• Text
Owade and her son spent three days in a navigation station before being forced to move again, resting finally with thousands of others on a local university campus, sleeping first under a staircase in the rain, then on the floor of the chemistry building.

 

“We scrambled to look for food, and when we found something, we ate with our hands, we had nothing,” she said, “No privacy. There were times when we were so tired we couldn’t even eat. Our self esteem was completely gone.”

 

In the night, she spoke of soldiers who moved among the sleeping refugees, tapping someone here or there, ordering them to follow. People were too afraid to refuse, and the ones who were taken away never returned. “We were just powerless,” Owade said.

 

After months of bare existence, she was able to return home when West African forces subdued the rebels, but by 1996 warlords again intensified their fighting and Owade had had enough.

• Required tasks
1 - In the passage about Owade, where did she sleep on the university campus?
2 - Reproduce the passage about Owade starting with "Owade and her" and going on through "the chemistry building.".
3 - Write the next part of the passage about Owade, picking up after its final sentence.

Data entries
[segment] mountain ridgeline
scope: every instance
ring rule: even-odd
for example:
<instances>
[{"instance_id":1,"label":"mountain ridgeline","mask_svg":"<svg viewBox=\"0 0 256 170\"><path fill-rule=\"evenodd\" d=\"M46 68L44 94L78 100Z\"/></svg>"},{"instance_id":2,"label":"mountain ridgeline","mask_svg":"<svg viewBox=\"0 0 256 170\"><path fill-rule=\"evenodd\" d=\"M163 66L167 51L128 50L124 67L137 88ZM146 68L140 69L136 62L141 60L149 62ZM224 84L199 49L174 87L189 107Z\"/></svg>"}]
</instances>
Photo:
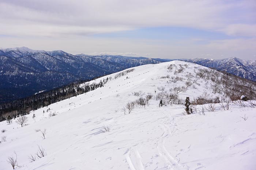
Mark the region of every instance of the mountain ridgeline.
<instances>
[{"instance_id":1,"label":"mountain ridgeline","mask_svg":"<svg viewBox=\"0 0 256 170\"><path fill-rule=\"evenodd\" d=\"M120 56L74 55L26 47L0 50L0 103L69 84L160 62Z\"/></svg>"},{"instance_id":2,"label":"mountain ridgeline","mask_svg":"<svg viewBox=\"0 0 256 170\"><path fill-rule=\"evenodd\" d=\"M0 50L0 104L129 68L173 60L195 63L256 81L256 61L236 58L165 59L73 55L61 50L34 50L25 47L7 48Z\"/></svg>"},{"instance_id":3,"label":"mountain ridgeline","mask_svg":"<svg viewBox=\"0 0 256 170\"><path fill-rule=\"evenodd\" d=\"M256 61L242 60L236 57L213 60L204 59L158 59L162 62L180 60L193 63L224 71L242 78L256 82Z\"/></svg>"}]
</instances>

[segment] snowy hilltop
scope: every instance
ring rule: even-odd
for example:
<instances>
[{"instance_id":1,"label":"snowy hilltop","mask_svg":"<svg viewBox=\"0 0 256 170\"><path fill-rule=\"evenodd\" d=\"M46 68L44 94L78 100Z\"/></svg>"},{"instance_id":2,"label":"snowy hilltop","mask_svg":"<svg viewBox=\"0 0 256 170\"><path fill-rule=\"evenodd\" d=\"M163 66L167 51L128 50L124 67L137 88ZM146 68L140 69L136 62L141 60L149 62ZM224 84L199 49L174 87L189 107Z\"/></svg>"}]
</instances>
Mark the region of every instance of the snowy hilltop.
<instances>
[{"instance_id":1,"label":"snowy hilltop","mask_svg":"<svg viewBox=\"0 0 256 170\"><path fill-rule=\"evenodd\" d=\"M0 169L13 169L10 160L20 170L256 167L256 87L250 82L173 61L75 90L85 88L91 90L0 122Z\"/></svg>"}]
</instances>

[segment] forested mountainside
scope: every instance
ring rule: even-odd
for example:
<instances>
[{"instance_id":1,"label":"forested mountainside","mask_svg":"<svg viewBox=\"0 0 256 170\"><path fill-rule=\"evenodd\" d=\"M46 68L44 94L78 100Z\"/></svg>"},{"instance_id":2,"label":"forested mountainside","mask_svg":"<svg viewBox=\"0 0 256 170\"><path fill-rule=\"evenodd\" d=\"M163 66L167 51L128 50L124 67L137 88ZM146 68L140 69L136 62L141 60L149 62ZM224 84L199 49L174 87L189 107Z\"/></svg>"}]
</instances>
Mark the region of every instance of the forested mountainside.
<instances>
[{"instance_id":1,"label":"forested mountainside","mask_svg":"<svg viewBox=\"0 0 256 170\"><path fill-rule=\"evenodd\" d=\"M156 59L156 60L162 62L180 60L195 63L256 82L256 61L255 60L242 60L236 57L214 60L200 58L177 59Z\"/></svg>"},{"instance_id":2,"label":"forested mountainside","mask_svg":"<svg viewBox=\"0 0 256 170\"><path fill-rule=\"evenodd\" d=\"M256 166L255 82L174 61L74 85L20 101L29 114L5 113L1 170L10 160L20 170Z\"/></svg>"},{"instance_id":3,"label":"forested mountainside","mask_svg":"<svg viewBox=\"0 0 256 170\"><path fill-rule=\"evenodd\" d=\"M0 50L0 103L141 65L160 63L151 59L74 55L61 50L26 47Z\"/></svg>"}]
</instances>

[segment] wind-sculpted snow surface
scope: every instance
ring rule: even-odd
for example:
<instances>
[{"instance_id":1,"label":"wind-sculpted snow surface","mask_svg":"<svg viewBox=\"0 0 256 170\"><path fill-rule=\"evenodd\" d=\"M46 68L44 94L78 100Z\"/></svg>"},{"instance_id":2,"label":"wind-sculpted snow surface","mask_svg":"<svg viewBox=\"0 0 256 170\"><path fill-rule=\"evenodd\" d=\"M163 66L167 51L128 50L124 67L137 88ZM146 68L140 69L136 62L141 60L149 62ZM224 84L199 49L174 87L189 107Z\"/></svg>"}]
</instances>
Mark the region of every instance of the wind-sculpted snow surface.
<instances>
[{"instance_id":1,"label":"wind-sculpted snow surface","mask_svg":"<svg viewBox=\"0 0 256 170\"><path fill-rule=\"evenodd\" d=\"M22 170L254 169L253 101L232 103L226 110L216 104L215 111L206 111L205 115L199 111L207 104L197 106L197 112L194 108L189 115L184 115L183 104L164 98L159 107L157 96L174 92L176 87L185 87L177 94L181 100L206 93L223 96L212 92L210 79L196 76L200 68L210 70L177 61L137 67L116 79L120 72L90 83L112 77L102 87L31 111L23 127L15 120L0 122L0 130L5 130L0 138L6 137L0 144L0 169L12 169L7 159L15 157L15 151L21 166L16 169ZM188 79L192 84L186 83ZM127 103L150 94L148 105L124 114ZM252 107L245 107L249 102ZM50 117L53 113L57 115ZM241 118L245 114L246 120ZM43 139L39 130L44 129ZM47 154L30 162L28 156L34 156L38 146Z\"/></svg>"}]
</instances>

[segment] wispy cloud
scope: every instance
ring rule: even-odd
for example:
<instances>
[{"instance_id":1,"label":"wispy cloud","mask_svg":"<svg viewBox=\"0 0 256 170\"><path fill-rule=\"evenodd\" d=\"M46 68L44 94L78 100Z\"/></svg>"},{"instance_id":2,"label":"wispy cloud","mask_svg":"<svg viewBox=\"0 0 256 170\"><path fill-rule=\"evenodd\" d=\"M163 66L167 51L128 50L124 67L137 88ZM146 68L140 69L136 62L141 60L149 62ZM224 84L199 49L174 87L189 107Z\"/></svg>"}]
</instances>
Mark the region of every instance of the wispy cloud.
<instances>
[{"instance_id":1,"label":"wispy cloud","mask_svg":"<svg viewBox=\"0 0 256 170\"><path fill-rule=\"evenodd\" d=\"M1 0L0 16L5 48L215 58L252 58L256 47L255 0Z\"/></svg>"},{"instance_id":2,"label":"wispy cloud","mask_svg":"<svg viewBox=\"0 0 256 170\"><path fill-rule=\"evenodd\" d=\"M92 55L122 55L124 56L137 56L138 54L133 52L94 52L89 54Z\"/></svg>"}]
</instances>

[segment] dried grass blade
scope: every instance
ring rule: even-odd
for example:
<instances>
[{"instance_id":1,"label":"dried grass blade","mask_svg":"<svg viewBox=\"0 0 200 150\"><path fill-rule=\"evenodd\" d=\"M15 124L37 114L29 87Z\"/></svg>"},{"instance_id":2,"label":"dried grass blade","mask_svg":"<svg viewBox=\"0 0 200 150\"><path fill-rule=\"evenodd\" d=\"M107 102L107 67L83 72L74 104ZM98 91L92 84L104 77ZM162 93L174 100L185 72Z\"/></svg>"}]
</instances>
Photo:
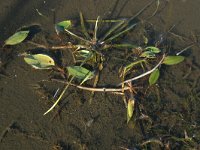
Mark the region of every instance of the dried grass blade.
<instances>
[{"instance_id":1,"label":"dried grass blade","mask_svg":"<svg viewBox=\"0 0 200 150\"><path fill-rule=\"evenodd\" d=\"M90 35L87 32L82 12L80 12L80 20L81 20L81 28L82 28L83 34L85 35L87 39L91 39Z\"/></svg>"},{"instance_id":2,"label":"dried grass blade","mask_svg":"<svg viewBox=\"0 0 200 150\"><path fill-rule=\"evenodd\" d=\"M78 36L78 35L72 33L71 31L69 31L69 30L67 30L67 29L65 29L65 31L66 31L68 34L70 34L71 36L73 36L73 37L75 37L75 38L77 38L77 39L79 39L79 40L81 40L81 41L84 41L84 42L86 42L86 43L91 43L90 41L88 41L88 40L86 40L86 39L84 39L84 38L82 38L82 37L80 37L80 36Z\"/></svg>"},{"instance_id":3,"label":"dried grass blade","mask_svg":"<svg viewBox=\"0 0 200 150\"><path fill-rule=\"evenodd\" d=\"M98 22L99 22L99 16L97 17L96 23L95 23L95 28L94 28L94 41L97 41L97 30L98 30Z\"/></svg>"},{"instance_id":4,"label":"dried grass blade","mask_svg":"<svg viewBox=\"0 0 200 150\"><path fill-rule=\"evenodd\" d=\"M110 42L110 41L112 41L113 39L119 37L120 35L122 35L122 34L128 32L128 31L131 30L133 27L135 27L137 24L138 24L138 23L135 23L135 24L129 26L129 27L126 28L125 30L123 30L123 31L121 31L121 32L119 32L119 33L117 33L117 34L115 34L114 36L110 37L109 39L105 40L105 42Z\"/></svg>"}]
</instances>

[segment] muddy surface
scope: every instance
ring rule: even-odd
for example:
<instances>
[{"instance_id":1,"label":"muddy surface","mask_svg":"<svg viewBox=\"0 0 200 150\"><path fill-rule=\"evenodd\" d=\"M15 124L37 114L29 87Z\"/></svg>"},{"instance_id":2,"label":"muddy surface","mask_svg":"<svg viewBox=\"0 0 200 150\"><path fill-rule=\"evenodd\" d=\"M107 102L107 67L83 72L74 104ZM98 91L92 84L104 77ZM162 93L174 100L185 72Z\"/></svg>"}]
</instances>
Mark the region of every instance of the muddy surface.
<instances>
[{"instance_id":1,"label":"muddy surface","mask_svg":"<svg viewBox=\"0 0 200 150\"><path fill-rule=\"evenodd\" d=\"M1 0L1 45L17 29L31 24L42 27L38 41L52 44L54 23L77 19L80 11L88 19L124 18L133 16L147 3L148 0ZM160 33L176 25L171 51L187 47L194 42L193 35L200 33L199 6L199 0L163 0L157 15L149 20ZM154 10L155 5L140 19ZM183 37L188 38L187 42L181 40ZM200 149L198 46L183 53L186 56L183 63L164 68L158 86L150 88L145 97L139 97L143 113L150 118L143 121L142 130L139 121L134 129L127 125L120 96L98 93L89 104L88 92L74 88L66 92L59 115L54 117L57 107L43 116L52 105L50 98L63 85L43 83L42 89L35 89L38 81L48 79L50 72L34 70L17 56L29 48L20 44L0 49L1 150ZM108 74L112 74L111 69ZM118 81L104 72L100 84L105 83ZM145 141L152 144L141 146Z\"/></svg>"}]
</instances>

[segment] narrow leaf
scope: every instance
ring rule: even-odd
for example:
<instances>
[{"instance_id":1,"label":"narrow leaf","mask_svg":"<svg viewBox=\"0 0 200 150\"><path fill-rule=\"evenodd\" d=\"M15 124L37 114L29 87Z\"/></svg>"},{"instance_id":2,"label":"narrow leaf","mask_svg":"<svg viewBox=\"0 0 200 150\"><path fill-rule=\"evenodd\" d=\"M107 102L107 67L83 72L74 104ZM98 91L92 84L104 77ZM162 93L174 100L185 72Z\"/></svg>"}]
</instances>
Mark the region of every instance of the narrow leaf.
<instances>
[{"instance_id":1,"label":"narrow leaf","mask_svg":"<svg viewBox=\"0 0 200 150\"><path fill-rule=\"evenodd\" d=\"M81 12L80 12L80 21L81 21L81 28L82 28L83 34L86 36L86 38L91 39L90 35L87 32L85 22L84 22L84 18L83 18L83 14Z\"/></svg>"},{"instance_id":2,"label":"narrow leaf","mask_svg":"<svg viewBox=\"0 0 200 150\"><path fill-rule=\"evenodd\" d=\"M21 43L28 36L29 31L19 31L5 41L5 45L16 45Z\"/></svg>"},{"instance_id":3,"label":"narrow leaf","mask_svg":"<svg viewBox=\"0 0 200 150\"><path fill-rule=\"evenodd\" d=\"M64 32L65 29L69 29L71 26L72 23L70 20L61 21L55 25L56 33L59 34L60 32Z\"/></svg>"},{"instance_id":4,"label":"narrow leaf","mask_svg":"<svg viewBox=\"0 0 200 150\"><path fill-rule=\"evenodd\" d=\"M26 55L24 60L35 69L51 69L55 66L54 60L46 54Z\"/></svg>"},{"instance_id":5,"label":"narrow leaf","mask_svg":"<svg viewBox=\"0 0 200 150\"><path fill-rule=\"evenodd\" d=\"M149 84L150 85L155 84L159 76L160 76L160 71L158 69L154 70L149 77Z\"/></svg>"},{"instance_id":6,"label":"narrow leaf","mask_svg":"<svg viewBox=\"0 0 200 150\"><path fill-rule=\"evenodd\" d=\"M77 79L83 80L84 82L94 77L94 72L89 71L88 69L81 66L69 66L67 67L67 71L69 75L74 76Z\"/></svg>"},{"instance_id":7,"label":"narrow leaf","mask_svg":"<svg viewBox=\"0 0 200 150\"><path fill-rule=\"evenodd\" d=\"M165 65L175 65L182 62L185 59L183 56L167 56L165 57L163 64Z\"/></svg>"},{"instance_id":8,"label":"narrow leaf","mask_svg":"<svg viewBox=\"0 0 200 150\"><path fill-rule=\"evenodd\" d=\"M135 106L135 101L133 99L129 99L128 107L127 107L127 123L130 121L130 119L133 116L134 106Z\"/></svg>"},{"instance_id":9,"label":"narrow leaf","mask_svg":"<svg viewBox=\"0 0 200 150\"><path fill-rule=\"evenodd\" d=\"M157 47L154 47L154 46L148 46L148 47L145 48L145 50L148 50L152 53L160 53L160 49L157 48Z\"/></svg>"},{"instance_id":10,"label":"narrow leaf","mask_svg":"<svg viewBox=\"0 0 200 150\"><path fill-rule=\"evenodd\" d=\"M153 52L151 52L151 51L145 51L145 52L143 52L143 53L140 55L140 57L155 58L156 55L155 55Z\"/></svg>"}]
</instances>

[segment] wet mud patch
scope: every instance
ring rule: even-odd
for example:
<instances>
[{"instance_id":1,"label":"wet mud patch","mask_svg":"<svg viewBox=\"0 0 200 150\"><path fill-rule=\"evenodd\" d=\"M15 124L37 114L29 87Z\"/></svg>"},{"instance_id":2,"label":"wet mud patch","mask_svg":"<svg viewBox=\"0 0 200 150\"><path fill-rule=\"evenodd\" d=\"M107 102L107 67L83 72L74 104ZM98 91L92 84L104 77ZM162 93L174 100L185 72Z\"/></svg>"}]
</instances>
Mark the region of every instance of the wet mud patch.
<instances>
[{"instance_id":1,"label":"wet mud patch","mask_svg":"<svg viewBox=\"0 0 200 150\"><path fill-rule=\"evenodd\" d=\"M107 7L109 2L110 5ZM42 38L36 40L41 43L56 43L54 36L50 36L55 34L51 9L55 9L56 21L78 18L79 11L82 11L88 19L96 19L98 15L104 17L107 14L109 17L123 18L134 15L136 10L147 3L138 0L109 2L30 1L25 7L24 4L16 4L16 1L5 1L1 5L4 10L0 17L3 33L0 35L1 41L24 25L39 23L44 30L40 33ZM88 4L87 7L85 3ZM195 15L198 9L193 9L198 4L198 1L170 1L157 17L152 18L153 26L159 33L165 32L169 26L182 19L182 14L185 12L183 10L187 6L188 10L193 10L190 17L184 15L184 21L175 29L177 34L188 37L190 30L200 31L196 19L198 15ZM24 6L21 8L21 5ZM177 5L180 5L180 8L174 9ZM15 16L19 7L21 9ZM39 16L35 9L50 18L49 21ZM144 17L148 12L145 12ZM173 15L176 12L180 15L179 13L177 16ZM13 20L15 24L8 23L9 20ZM195 23L188 26L193 21ZM160 24L161 22L163 24ZM134 41L134 38L132 40ZM190 43L181 43L179 40L174 42L173 46L179 50L187 44ZM53 112L43 116L42 114L52 105L50 99L53 94L63 85L45 82L43 85L39 84L39 90L33 88L38 81L47 79L50 72L33 70L17 57L18 52L23 52L27 48L29 47L26 45L19 45L8 49L2 48L0 51L1 149L140 149L145 148L145 146L140 147L140 144L148 140L153 144L149 144L147 149L162 149L160 144L156 144L158 141L152 142L157 139L161 139L166 147L169 145L171 149L198 149L200 140L198 47L183 53L186 61L182 64L163 69L159 86L149 89L147 97L143 97L142 94L138 97L143 114L149 116L149 118L143 116L145 135L141 132L139 121L134 129L127 126L124 102L118 95L96 93L92 103L89 104L90 92L70 88L59 107L55 109L56 115ZM120 53L113 52L112 56L114 55L119 58ZM118 63L118 58L110 58L113 66L105 68L100 85L115 85L119 82L117 70L120 65L115 65ZM66 63L70 62L71 58L66 60Z\"/></svg>"}]
</instances>

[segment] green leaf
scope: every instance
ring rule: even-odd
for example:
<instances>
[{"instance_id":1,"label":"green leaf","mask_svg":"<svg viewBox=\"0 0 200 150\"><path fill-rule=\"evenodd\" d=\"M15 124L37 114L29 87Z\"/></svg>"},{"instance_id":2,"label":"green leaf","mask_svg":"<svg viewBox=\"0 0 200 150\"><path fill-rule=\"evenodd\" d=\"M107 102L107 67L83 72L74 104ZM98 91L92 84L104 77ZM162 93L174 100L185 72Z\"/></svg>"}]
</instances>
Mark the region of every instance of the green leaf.
<instances>
[{"instance_id":1,"label":"green leaf","mask_svg":"<svg viewBox=\"0 0 200 150\"><path fill-rule=\"evenodd\" d=\"M163 64L165 65L175 65L182 62L185 59L183 56L167 56L165 57Z\"/></svg>"},{"instance_id":2,"label":"green leaf","mask_svg":"<svg viewBox=\"0 0 200 150\"><path fill-rule=\"evenodd\" d=\"M160 71L158 69L154 70L149 77L149 84L150 85L155 84L159 76L160 76Z\"/></svg>"},{"instance_id":3,"label":"green leaf","mask_svg":"<svg viewBox=\"0 0 200 150\"><path fill-rule=\"evenodd\" d=\"M134 106L135 106L134 99L129 99L128 100L128 107L127 107L127 123L130 121L130 119L133 116Z\"/></svg>"},{"instance_id":4,"label":"green leaf","mask_svg":"<svg viewBox=\"0 0 200 150\"><path fill-rule=\"evenodd\" d=\"M151 51L146 51L146 52L143 52L140 57L145 57L145 58L155 58L156 55L151 52Z\"/></svg>"},{"instance_id":5,"label":"green leaf","mask_svg":"<svg viewBox=\"0 0 200 150\"><path fill-rule=\"evenodd\" d=\"M16 45L21 43L28 36L29 31L19 31L5 41L5 45Z\"/></svg>"},{"instance_id":6,"label":"green leaf","mask_svg":"<svg viewBox=\"0 0 200 150\"><path fill-rule=\"evenodd\" d=\"M124 43L124 44L113 44L112 47L114 47L114 48L137 48L138 46L133 45L133 44Z\"/></svg>"},{"instance_id":7,"label":"green leaf","mask_svg":"<svg viewBox=\"0 0 200 150\"><path fill-rule=\"evenodd\" d=\"M24 60L35 69L51 69L52 66L55 66L54 60L46 54L28 54Z\"/></svg>"},{"instance_id":8,"label":"green leaf","mask_svg":"<svg viewBox=\"0 0 200 150\"><path fill-rule=\"evenodd\" d=\"M86 80L94 77L94 72L81 66L69 66L67 67L67 71L69 75L74 76L77 79L83 80L81 84L83 84L83 82L85 82Z\"/></svg>"},{"instance_id":9,"label":"green leaf","mask_svg":"<svg viewBox=\"0 0 200 150\"><path fill-rule=\"evenodd\" d=\"M60 32L64 32L65 29L69 29L71 28L71 26L72 26L71 20L61 21L55 25L56 33L59 34Z\"/></svg>"},{"instance_id":10,"label":"green leaf","mask_svg":"<svg viewBox=\"0 0 200 150\"><path fill-rule=\"evenodd\" d=\"M148 47L145 48L145 50L150 51L150 52L155 53L155 54L160 53L160 51L161 51L159 48L154 47L154 46L148 46Z\"/></svg>"}]
</instances>

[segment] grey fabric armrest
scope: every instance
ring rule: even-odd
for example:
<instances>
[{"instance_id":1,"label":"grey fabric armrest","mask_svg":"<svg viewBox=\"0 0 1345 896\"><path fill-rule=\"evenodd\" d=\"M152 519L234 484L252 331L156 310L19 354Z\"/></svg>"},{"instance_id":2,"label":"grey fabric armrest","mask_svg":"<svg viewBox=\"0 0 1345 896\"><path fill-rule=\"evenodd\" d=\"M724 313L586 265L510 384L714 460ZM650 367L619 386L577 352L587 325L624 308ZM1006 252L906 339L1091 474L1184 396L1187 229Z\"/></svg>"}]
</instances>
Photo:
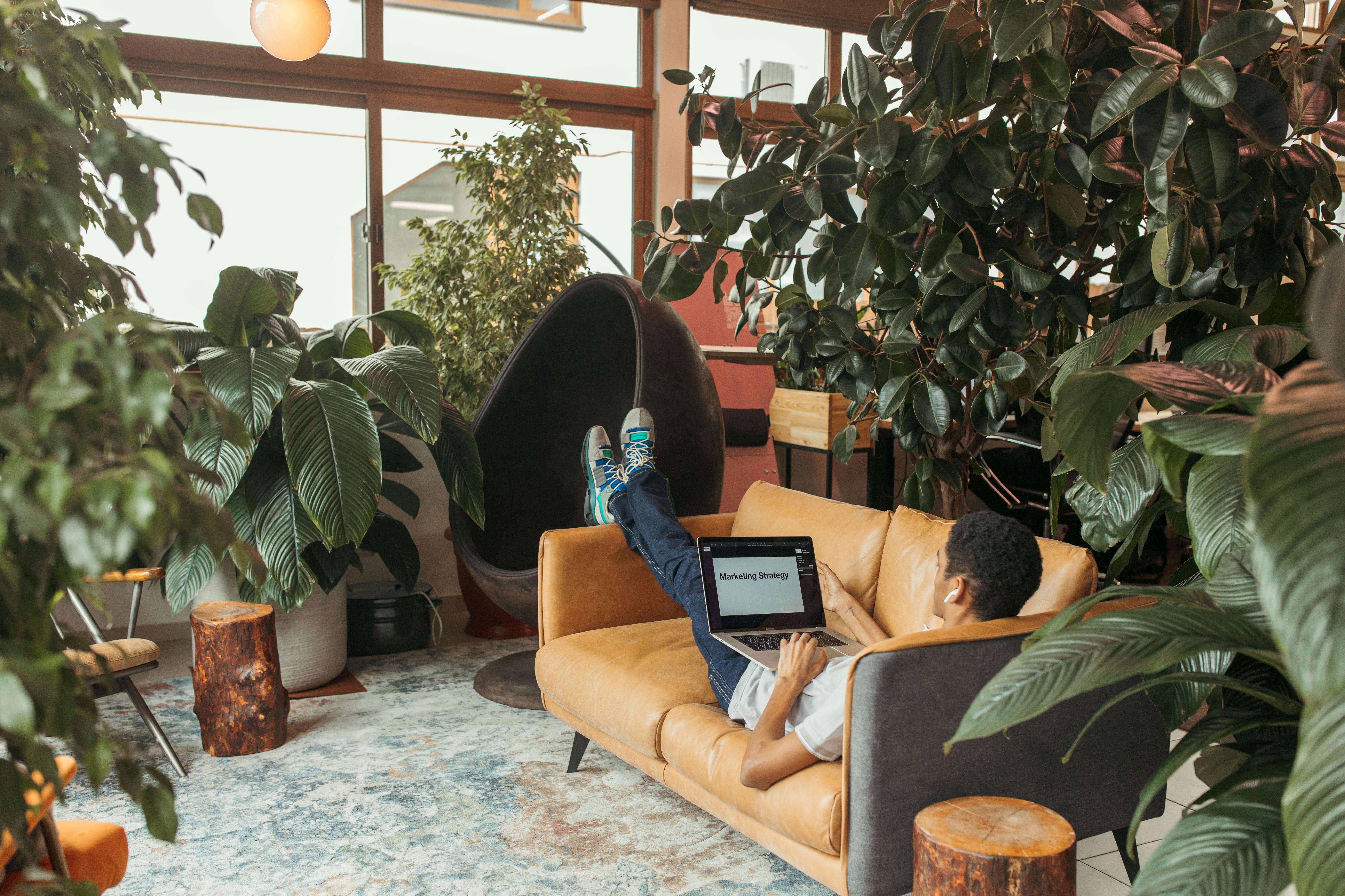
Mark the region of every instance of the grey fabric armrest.
<instances>
[{"instance_id":1,"label":"grey fabric armrest","mask_svg":"<svg viewBox=\"0 0 1345 896\"><path fill-rule=\"evenodd\" d=\"M1015 797L1064 815L1079 840L1130 825L1139 791L1169 751L1162 717L1139 693L1111 708L1065 764L1069 744L1108 699L1132 682L1081 695L1005 736L954 746L963 711L1018 656L1044 618L982 623L981 638L865 653L854 664L846 732L846 881L850 896L909 893L912 825L925 806L956 797ZM1026 623L1026 625L1024 625ZM995 637L998 626L1005 634ZM966 626L978 629L981 626ZM1017 629L1017 631L1011 631ZM959 629L962 631L962 629ZM919 635L898 642L911 642ZM1146 818L1163 813L1163 797Z\"/></svg>"}]
</instances>

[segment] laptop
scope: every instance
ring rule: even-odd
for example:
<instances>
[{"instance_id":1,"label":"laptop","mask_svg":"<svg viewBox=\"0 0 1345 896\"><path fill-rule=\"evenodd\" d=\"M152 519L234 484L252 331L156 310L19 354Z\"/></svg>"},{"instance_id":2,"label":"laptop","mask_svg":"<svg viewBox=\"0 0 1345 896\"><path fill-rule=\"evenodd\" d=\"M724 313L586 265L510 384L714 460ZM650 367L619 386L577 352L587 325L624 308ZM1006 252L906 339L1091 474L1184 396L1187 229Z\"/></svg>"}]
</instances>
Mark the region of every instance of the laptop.
<instances>
[{"instance_id":1,"label":"laptop","mask_svg":"<svg viewBox=\"0 0 1345 896\"><path fill-rule=\"evenodd\" d=\"M767 669L780 664L780 641L811 634L827 658L853 657L858 641L827 627L810 536L695 540L710 634Z\"/></svg>"}]
</instances>

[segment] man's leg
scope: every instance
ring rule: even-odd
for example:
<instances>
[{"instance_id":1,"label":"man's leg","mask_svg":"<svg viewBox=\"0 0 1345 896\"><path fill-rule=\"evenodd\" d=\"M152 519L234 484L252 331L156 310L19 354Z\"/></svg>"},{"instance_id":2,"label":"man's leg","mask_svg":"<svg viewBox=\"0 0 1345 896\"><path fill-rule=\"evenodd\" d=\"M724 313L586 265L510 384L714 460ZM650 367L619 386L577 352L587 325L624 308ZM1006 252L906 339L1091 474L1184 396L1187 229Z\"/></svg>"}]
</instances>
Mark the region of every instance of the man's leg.
<instances>
[{"instance_id":1,"label":"man's leg","mask_svg":"<svg viewBox=\"0 0 1345 896\"><path fill-rule=\"evenodd\" d=\"M639 551L658 583L691 617L695 646L710 666L710 688L728 709L749 661L710 635L695 540L678 523L668 481L646 466L629 477L625 490L612 497L609 508L625 533L625 543Z\"/></svg>"}]
</instances>

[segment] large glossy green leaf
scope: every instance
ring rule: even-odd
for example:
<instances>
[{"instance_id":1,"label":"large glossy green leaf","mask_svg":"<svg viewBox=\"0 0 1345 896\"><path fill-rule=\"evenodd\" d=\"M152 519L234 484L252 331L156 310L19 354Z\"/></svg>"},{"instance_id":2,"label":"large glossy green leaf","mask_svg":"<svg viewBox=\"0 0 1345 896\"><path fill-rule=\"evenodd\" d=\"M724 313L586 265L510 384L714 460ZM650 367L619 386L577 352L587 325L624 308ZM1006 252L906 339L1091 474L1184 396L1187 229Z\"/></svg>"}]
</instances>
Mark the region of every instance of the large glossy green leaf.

• Expected responses
1 - First under a staircase in the rain, then on the floor of the chemistry building.

2 -
Owade and her son spent three days in a navigation station before being forced to move again, resting finally with thousands of others on a local university campus, sleeping first under a staircase in the rain, then on the floor of the chemistry building.

3 -
“We left for the Ivory Coast during a cease-fire to try to put our lives back together,” she said. She hid what cash she had in her nephew’s diaper and began an eight-hour drive to the border. “Once again, I didn’t know where I was going,” she said.

 

Officially a Refugee

After reaching Ivory Coast, she stood in line all day for rations and finally signed up with the United Nations as a refugee.

 

“That was the worst day of my life,” Owade said. “I came from a well-to-do family, I’m a registered nurse. I had to stand in that line and be given a number! I said, ‘God, this is it, now it is me and you.’ I was in pieces,” she remembered.

 

She found lodging with her sister-in-law and 13 others in a small house, but didn’t know what was next, grateful for electricity and a nearby well. While in Ivory Coast, Owade began attending an Episcopal church that had been established for refugees. She found work as a counselor at a vocational school opened by the UN for refugees and was finally able to join her sister, a doctor at the UT Medical Branch in Galveston, several years later, after she had been granted political asylum.

 

Owade attended Trinity Church in Galveston, worked as a nanny, cleaned houses and fried chicken at KFC while she studied for her board exams. “It was a cultural shock,” she admitted. “In Liberia, we lived as a community: my problem is your problem; if you see my child doing something wrong, you correct him just as I would. I had a lot to adjust to.”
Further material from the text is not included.